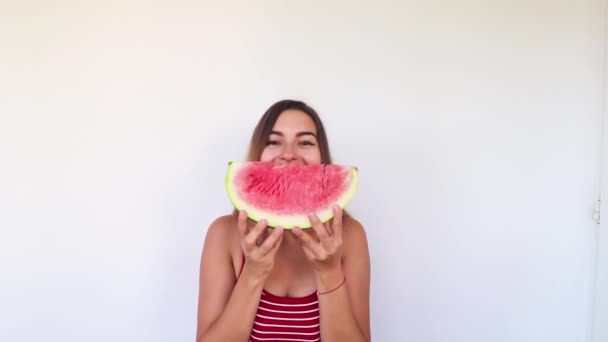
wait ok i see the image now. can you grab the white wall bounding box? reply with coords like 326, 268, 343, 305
1, 1, 605, 341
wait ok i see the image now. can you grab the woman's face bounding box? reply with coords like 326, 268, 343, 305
260, 109, 322, 165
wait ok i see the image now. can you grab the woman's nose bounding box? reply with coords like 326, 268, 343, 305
280, 144, 297, 161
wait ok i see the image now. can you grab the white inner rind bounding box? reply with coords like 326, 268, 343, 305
225, 162, 359, 229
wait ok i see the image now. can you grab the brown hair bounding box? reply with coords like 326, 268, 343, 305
246, 99, 332, 163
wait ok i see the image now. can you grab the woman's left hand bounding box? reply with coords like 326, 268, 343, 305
291, 205, 344, 276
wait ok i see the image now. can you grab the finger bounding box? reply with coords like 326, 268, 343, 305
290, 227, 317, 259
309, 229, 321, 242
308, 213, 330, 240
333, 205, 343, 241
237, 210, 249, 240
309, 213, 333, 250
259, 227, 284, 256
256, 227, 269, 247
292, 227, 325, 258
268, 228, 285, 255
299, 241, 316, 260
244, 219, 267, 248
323, 221, 333, 236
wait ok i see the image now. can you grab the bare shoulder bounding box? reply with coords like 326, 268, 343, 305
341, 215, 369, 256
204, 213, 241, 257
206, 214, 238, 237
342, 215, 367, 241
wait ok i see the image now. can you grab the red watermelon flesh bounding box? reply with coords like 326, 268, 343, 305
225, 161, 358, 229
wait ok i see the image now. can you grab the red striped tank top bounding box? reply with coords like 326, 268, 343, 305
239, 254, 321, 342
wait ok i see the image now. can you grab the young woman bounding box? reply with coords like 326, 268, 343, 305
196, 100, 371, 342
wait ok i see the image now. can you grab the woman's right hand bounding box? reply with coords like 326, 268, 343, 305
237, 210, 284, 282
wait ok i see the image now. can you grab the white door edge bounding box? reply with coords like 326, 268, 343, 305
592, 1, 608, 341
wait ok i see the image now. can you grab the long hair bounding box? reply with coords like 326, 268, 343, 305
246, 99, 332, 164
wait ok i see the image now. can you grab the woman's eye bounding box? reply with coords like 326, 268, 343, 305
265, 140, 279, 146
299, 141, 315, 146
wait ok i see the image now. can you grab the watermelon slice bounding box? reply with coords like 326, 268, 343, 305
225, 161, 358, 229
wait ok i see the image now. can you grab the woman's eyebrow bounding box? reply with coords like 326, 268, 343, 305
270, 130, 318, 139
296, 131, 317, 139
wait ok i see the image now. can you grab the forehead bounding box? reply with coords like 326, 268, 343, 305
272, 109, 317, 134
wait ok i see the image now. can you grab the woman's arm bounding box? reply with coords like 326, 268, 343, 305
195, 213, 284, 342
292, 207, 371, 342
316, 218, 371, 342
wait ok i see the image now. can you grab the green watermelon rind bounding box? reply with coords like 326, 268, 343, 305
225, 161, 359, 229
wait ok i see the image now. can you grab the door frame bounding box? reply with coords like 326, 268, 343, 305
593, 1, 608, 341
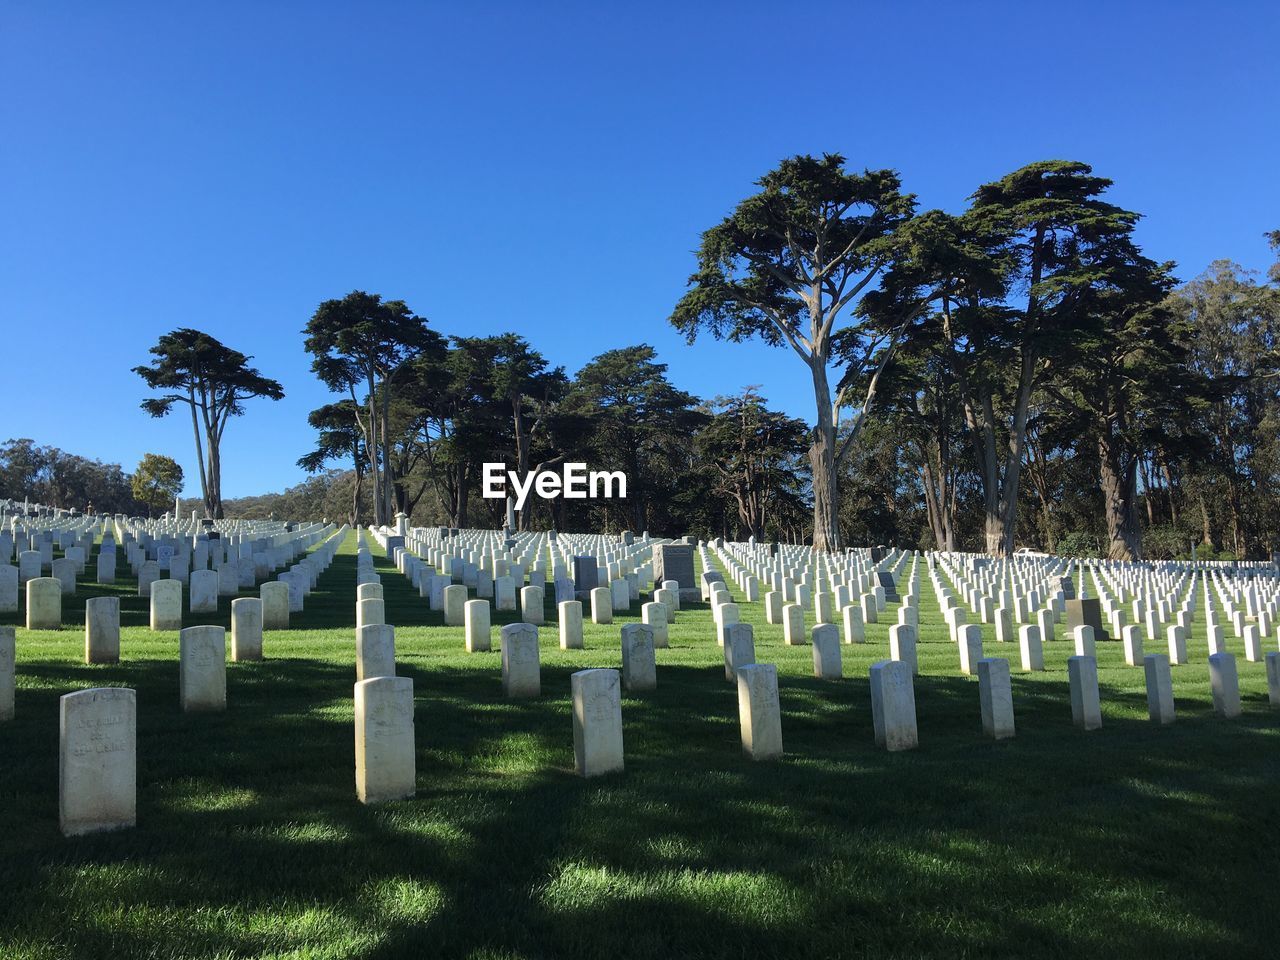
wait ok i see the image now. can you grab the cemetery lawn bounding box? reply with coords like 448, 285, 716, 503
2, 533, 1278, 960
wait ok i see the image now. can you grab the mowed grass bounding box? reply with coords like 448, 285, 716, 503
1, 532, 1278, 959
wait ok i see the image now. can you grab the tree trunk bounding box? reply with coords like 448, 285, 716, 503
995, 352, 1036, 557
187, 392, 211, 519
1098, 432, 1141, 560
205, 424, 223, 520
809, 358, 839, 552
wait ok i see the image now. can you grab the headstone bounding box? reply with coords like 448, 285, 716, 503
1065, 598, 1106, 640
495, 575, 517, 612
1068, 655, 1102, 730
520, 585, 545, 626
959, 624, 983, 675
260, 581, 289, 630
189, 569, 219, 614
764, 591, 782, 625
736, 663, 782, 760
18, 550, 42, 584
1072, 624, 1096, 658
96, 548, 116, 584
977, 657, 1015, 739
150, 578, 183, 630
651, 544, 696, 601
85, 596, 120, 663
620, 623, 657, 692
26, 577, 61, 629
1143, 653, 1175, 725
1243, 624, 1262, 663
1208, 652, 1241, 719
443, 584, 468, 626
572, 556, 599, 594
641, 601, 669, 648
889, 624, 917, 675
572, 668, 624, 777
1018, 624, 1044, 672
180, 626, 227, 712
59, 687, 136, 836
51, 557, 76, 594
723, 622, 755, 681
870, 659, 918, 751
558, 600, 584, 650
1167, 625, 1188, 666
0, 626, 14, 720
1266, 651, 1280, 709
501, 622, 540, 698
842, 604, 864, 644
465, 599, 491, 652
0, 565, 17, 612
783, 603, 805, 646
877, 571, 899, 602
231, 597, 263, 661
590, 586, 612, 625
357, 597, 385, 633
1123, 625, 1144, 667
357, 624, 396, 681
354, 676, 416, 804
811, 624, 842, 679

--- --- ---

#### WHAT THE TASK ASKS:
Without the images, write out each line of the data verbatim.

#### RESULT:
wait ok i see the image now. can you grab the white wall bounding box? reply with coords like 326, 268, 343, 305
1, 1, 605, 341
wait ok i see the image now. can you grab the woman's face bounding box? reply with coords like 326, 268, 343, 305
260, 109, 322, 165
wait ok i see the image now. can you grab the woman's nose bounding box? reply with coords like 326, 268, 343, 305
280, 144, 297, 161
wait ok i see the image now. can you grab the white inner rind bounding box? reply with coords like 326, 268, 343, 305
225, 162, 359, 229
wait ok i see the image now. can you grab the brown hair bounding box? reply with coords like 326, 268, 343, 305
246, 99, 332, 163
wait ok i see the image now. can you grab the woman's left hand bounding box? reply with coords like 326, 268, 343, 305
291, 205, 344, 276
wait ok i see the image now. can you grab the finger bounding box? reply with coords like 326, 268, 343, 305
290, 227, 317, 259
309, 229, 321, 242
308, 213, 330, 240
333, 205, 343, 241
237, 210, 249, 240
309, 213, 333, 250
259, 227, 284, 256
256, 227, 269, 247
292, 227, 325, 258
268, 228, 285, 255
299, 241, 316, 260
244, 219, 267, 248
323, 221, 333, 236
wait ok i see the image now. can you grab the bare shoulder bounding box? reply with coords like 326, 268, 343, 305
341, 215, 369, 256
204, 213, 241, 257
206, 214, 238, 237
342, 215, 367, 241
wait ok i see the image now. can you grab the red watermelon flesh bounding box? reply with coords like 326, 268, 343, 305
225, 161, 358, 229
wait ok i see the image now. can you grab the red striped tank top bounding box? reply with coords like 326, 268, 343, 305
239, 254, 321, 342
wait ok i see the image now. can you grab the young woman bounding box? reply with coords like 326, 268, 343, 305
196, 100, 371, 342
wait ok i see the image now. can you grab the woman's right hand bounding box? reply with coords like 326, 268, 343, 305
237, 210, 284, 282
wait ok i see the image now. can you grab the white door edge bounding box? reply with coords like 326, 268, 343, 305
592, 1, 608, 341
wait ok i see the image now. can you grab the long hair bounding box? reply with coords like 326, 268, 343, 305
246, 99, 332, 164
wait ok i see the image now. can you grab the woman's eye bounding box? reply with coords like 326, 268, 343, 305
265, 140, 279, 146
299, 141, 315, 146
wait ok i see the image now. can you grab the watermelon slice bounding box? reply with coords like 326, 268, 343, 305
225, 161, 358, 229
wait ok i see the image now. can you grab the woman's eyebrow bounding box? reply with coords like 326, 268, 343, 305
270, 130, 318, 139
296, 131, 317, 139
wait ok i see the image now. can you grab the forehead bounding box? reply with coords like 326, 268, 343, 305
272, 109, 317, 134
wait ok i see the image now. can you grab the woman's arm bounding box? reply with coords like 326, 268, 343, 305
195, 213, 284, 342
292, 207, 371, 342
316, 218, 371, 342
wait ok i see the image now. can you grab the green watermelon rind bounding box? reply with coords like 326, 268, 343, 305
225, 161, 359, 229
wait ok i see the image now. can you grab the door frame bounding box? reply with coords like 326, 268, 343, 305
593, 1, 608, 341
wait ok i see the image now. can you grab the cemetery lawn bounding box? reply with coords like 448, 285, 716, 503
2, 533, 1278, 960
wait ok i see the image now. can you grab the mowed grass bounding box? reply with coords like 448, 285, 716, 503
1, 532, 1278, 959
wait ok i see the image now. can you grab the tree trunk bounding box? reply with coords like 448, 285, 716, 503
995, 352, 1036, 557
187, 392, 211, 519
1098, 432, 1141, 560
205, 424, 223, 520
809, 358, 839, 552
wait ok i see the image now. can you grab the headstone bounding box? reply with coords like 448, 285, 716, 503
1065, 598, 1106, 640
495, 575, 517, 612
1068, 655, 1102, 730
520, 585, 545, 626
959, 624, 983, 675
260, 581, 289, 630
189, 569, 219, 614
764, 591, 782, 625
736, 663, 782, 760
18, 550, 42, 584
1072, 624, 1096, 658
96, 548, 116, 584
977, 657, 1015, 739
150, 578, 183, 630
651, 544, 696, 601
85, 596, 120, 663
620, 623, 657, 692
26, 577, 61, 629
1143, 653, 1175, 725
1243, 624, 1262, 663
1208, 652, 1241, 719
443, 584, 468, 626
572, 556, 599, 594
641, 601, 669, 648
889, 624, 917, 675
572, 668, 624, 777
1018, 624, 1044, 672
180, 626, 227, 712
59, 687, 136, 836
51, 557, 76, 594
723, 622, 755, 681
870, 659, 918, 751
558, 600, 584, 650
1167, 625, 1188, 666
0, 626, 14, 720
1266, 651, 1280, 709
501, 622, 540, 698
842, 604, 864, 644
465, 599, 491, 652
0, 565, 17, 612
783, 603, 805, 646
877, 571, 899, 602
231, 597, 263, 661
590, 586, 612, 625
357, 597, 385, 633
1123, 625, 1144, 667
357, 624, 396, 681
354, 676, 416, 804
811, 624, 842, 679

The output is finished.